• **DOCUMENT TEXT**
________________________________________

# Just did the Pono Kickstarter...



## gtone (Nov 1, 2009)

...and the pledge qualified for a limited edition artist series Pono player, expected shipping around Oct/14. Opted for the Lenny Kravitz series, as you get two free album downloads. Kravitz used a Neve console/Studer tape machine for great warm analog sound on several of his albums, so I'm hoping that translates well to the Pono format.

First heard about the Pono/PureTone concept last year on Letterman and read plenty about it in Neil Young's book on my holiday - intriguing concept, actually. If it lives up to its hype, it'll be worth every penny, I'm sure. If not, I may have an interesting historical anecdote on my hands. 

Link to the Kickstarter campaign with a video clip:


https://www.kickstarter.com/projects/1003614822/ponomusic-where-your-soul-rediscovers-music


----------



## Stratin2traynor (Sep 27, 2006)

Almost bought one the other night. Would have liked to get a Pearl Jam one but they were sold out. Foo Fighters too. Then there were some problems with making the donation. Some password issues. By then, I just said f*#^ it and closed the browser. May try again later. i was also afraid that I would not have the time to enjoy the device. There just isn't enough time in the day for everything I want to do!!!


----------



## gtone (Nov 1, 2009)

I just really like the idea of notion of getting the sound/experience of vinyl in my vehicle in downloadable, digital form. Hope it's as it good as it sounds...:congratulatory::congratulatory:


----------



## Steadfastly (Nov 14, 2008)

This has been a passion for Neil Young for many years. I hope it does very, very well and works the way it should.


----------



## Stratin2traynor (Sep 27, 2006)

Yeah. I agree. Sounds like an awesome idea. I'm sure I will end up buying one. However, I found this article interesting:

http://news.cnet.com/8301-1023_3-57620489-93/sound-bite-despite-ponos-promise-experts-pan-hd-audio/

Back on the fence now. Lol...


----------



## bolero (Oct 11, 2006)

I want to get one once I'm no longer broke; probably the Herbie Hancock edition if there's any left

it's also a killer piece of audio hardware, aside from the resolution they are pushing


----------



## ronmac (Sep 22, 2006)

________________________________________

• **ENTRIES SUPPLIED**

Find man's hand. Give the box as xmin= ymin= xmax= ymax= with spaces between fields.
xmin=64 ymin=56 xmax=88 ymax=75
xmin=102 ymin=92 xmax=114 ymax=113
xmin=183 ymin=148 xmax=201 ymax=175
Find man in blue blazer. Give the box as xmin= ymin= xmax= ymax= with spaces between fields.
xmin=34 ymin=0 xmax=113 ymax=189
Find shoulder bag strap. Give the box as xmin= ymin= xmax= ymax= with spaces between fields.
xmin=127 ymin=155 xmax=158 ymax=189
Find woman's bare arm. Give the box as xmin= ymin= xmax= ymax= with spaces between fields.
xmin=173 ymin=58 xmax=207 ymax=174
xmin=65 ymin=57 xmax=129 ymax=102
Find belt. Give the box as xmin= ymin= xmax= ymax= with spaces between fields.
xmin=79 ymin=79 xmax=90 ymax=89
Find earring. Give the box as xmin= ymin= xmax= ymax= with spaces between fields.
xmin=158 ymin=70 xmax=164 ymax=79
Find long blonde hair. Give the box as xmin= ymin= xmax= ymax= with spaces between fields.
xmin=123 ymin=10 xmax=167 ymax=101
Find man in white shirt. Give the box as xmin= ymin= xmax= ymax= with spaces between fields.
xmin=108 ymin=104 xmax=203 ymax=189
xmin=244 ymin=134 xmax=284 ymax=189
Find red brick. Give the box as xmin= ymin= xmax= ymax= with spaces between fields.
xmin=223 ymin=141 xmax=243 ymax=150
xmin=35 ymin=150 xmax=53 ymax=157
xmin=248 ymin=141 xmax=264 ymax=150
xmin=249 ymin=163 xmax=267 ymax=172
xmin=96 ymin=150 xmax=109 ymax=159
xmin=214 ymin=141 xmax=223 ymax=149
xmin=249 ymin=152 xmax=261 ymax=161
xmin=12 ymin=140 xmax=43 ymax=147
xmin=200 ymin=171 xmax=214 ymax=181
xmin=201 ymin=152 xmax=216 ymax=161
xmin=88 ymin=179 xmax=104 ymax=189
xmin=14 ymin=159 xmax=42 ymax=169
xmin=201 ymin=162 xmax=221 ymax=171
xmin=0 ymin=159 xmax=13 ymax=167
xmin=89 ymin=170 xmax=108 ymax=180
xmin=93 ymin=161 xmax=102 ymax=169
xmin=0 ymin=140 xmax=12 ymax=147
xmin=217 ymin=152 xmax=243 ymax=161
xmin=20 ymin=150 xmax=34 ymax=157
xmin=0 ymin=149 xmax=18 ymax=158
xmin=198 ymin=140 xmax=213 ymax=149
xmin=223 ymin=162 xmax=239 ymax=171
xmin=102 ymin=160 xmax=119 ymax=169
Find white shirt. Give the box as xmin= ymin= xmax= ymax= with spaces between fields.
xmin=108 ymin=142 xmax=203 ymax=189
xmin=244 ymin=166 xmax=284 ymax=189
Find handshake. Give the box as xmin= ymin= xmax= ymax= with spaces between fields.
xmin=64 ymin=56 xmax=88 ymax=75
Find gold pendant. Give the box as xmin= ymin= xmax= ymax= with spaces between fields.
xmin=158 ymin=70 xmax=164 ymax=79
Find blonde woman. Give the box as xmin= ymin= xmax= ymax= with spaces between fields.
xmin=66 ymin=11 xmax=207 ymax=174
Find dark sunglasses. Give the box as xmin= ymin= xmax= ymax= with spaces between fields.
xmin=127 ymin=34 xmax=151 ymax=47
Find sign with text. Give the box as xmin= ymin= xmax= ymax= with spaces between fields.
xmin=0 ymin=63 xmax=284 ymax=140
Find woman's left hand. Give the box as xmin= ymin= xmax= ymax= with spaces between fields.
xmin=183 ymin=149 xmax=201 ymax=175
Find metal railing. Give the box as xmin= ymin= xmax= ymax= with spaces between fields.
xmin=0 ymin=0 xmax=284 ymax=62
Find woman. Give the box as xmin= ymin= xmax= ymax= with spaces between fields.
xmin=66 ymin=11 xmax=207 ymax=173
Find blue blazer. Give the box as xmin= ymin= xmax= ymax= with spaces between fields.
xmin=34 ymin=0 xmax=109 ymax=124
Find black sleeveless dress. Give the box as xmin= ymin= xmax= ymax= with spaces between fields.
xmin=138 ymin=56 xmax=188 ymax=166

________________________________________

• **WORK INSTRUCTIONS**
Update the part of the Pono Kickstarter thread that begins at the words "Yeah. I agree." and stops after "(Oct 11, 2006)", replacing "article" with "review".

• **REPLY**
Yeah. I agree. Sounds like an awesome idea. I'm sure I will end up buying one. However, I found this review interesting:

http://news.cnet.com/8301-1023_3-57620489-93/sound-bite-despite-ponos-promise-experts-pan-hd-audio/

Back on the fence now. Lol...


----------



## bolero (Oct 11, 2006)